> Passage shown
══════

The majority of that 'research' online and in the news is wrong. Or biased or incomplete. In other words, not credible.
This is what happens. Journals which are peer reviewed, meaning a medical journal where all articles are reviewed and approved by a board of doctors before being published, are full of credible information. That is good information.
But then there are many other magazines and journals where researchers send their results to get published. If you get published as a researcher it adds to your credibility and CV so you can build pages of publications so it gets to be nice a long which is a positive think the research world.
Journals are always trying to find ways to fill pages. Some journals are ad free which are published by associations who pay for their publication through member dues and other funding. Magazines which have ads are stuck between a rock and a hard place. They want the ads to pay for their publication but are required by law to have a maximum percentage of pages of ads vs. pages of articles. So the more articles they have the more ads they can have and therefore increase their revenue.
They will publish anything that looks credible.
Then articles get picked up by the media and blown out of proportion and we all get scared and hyped up to avoid BPA or food additives or Vitamin C or red wine (next week white wine).
I am sure I have blogged about this in the past. The advantage of chemo brain, fibro fog, tamoxifen fog, and whatever else I have is that I can't remember squat. But this time I have an article which explains how the whole BPA thing was based on poor data and sampling but hen got picked up by the media and all the manufacturers got right by getting us to buy new water bottles without BPA.
So don't believe what you read no matter how much it is splashed all over the media. Wait for additional verification. And use your common sense.

══════

> Given information
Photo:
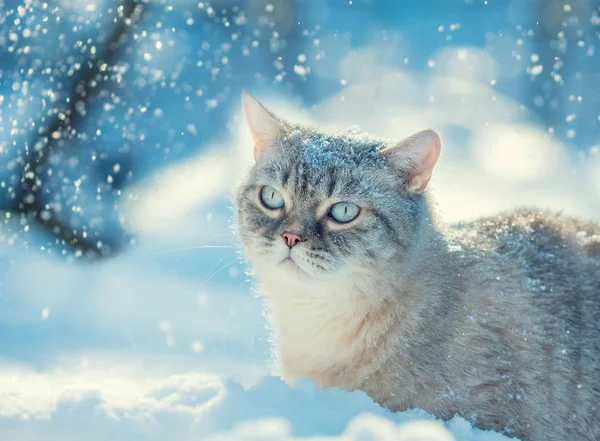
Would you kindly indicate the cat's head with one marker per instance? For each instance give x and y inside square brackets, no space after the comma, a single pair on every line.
[318,205]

══════

> Action item
Answer these about the piece on research in the news:
1. What does the piece say happens to articles in a peer-reviewed journal before they are published?
2. How do ad-free journals pay for their publication?
3. Besides not believing what you read, what two things does the piece advise at the end?

> Task response
1. A board of doctors reviews and approves all of them.
2. Through member dues and other funding.
3. Wait for additional verification and use your common sense.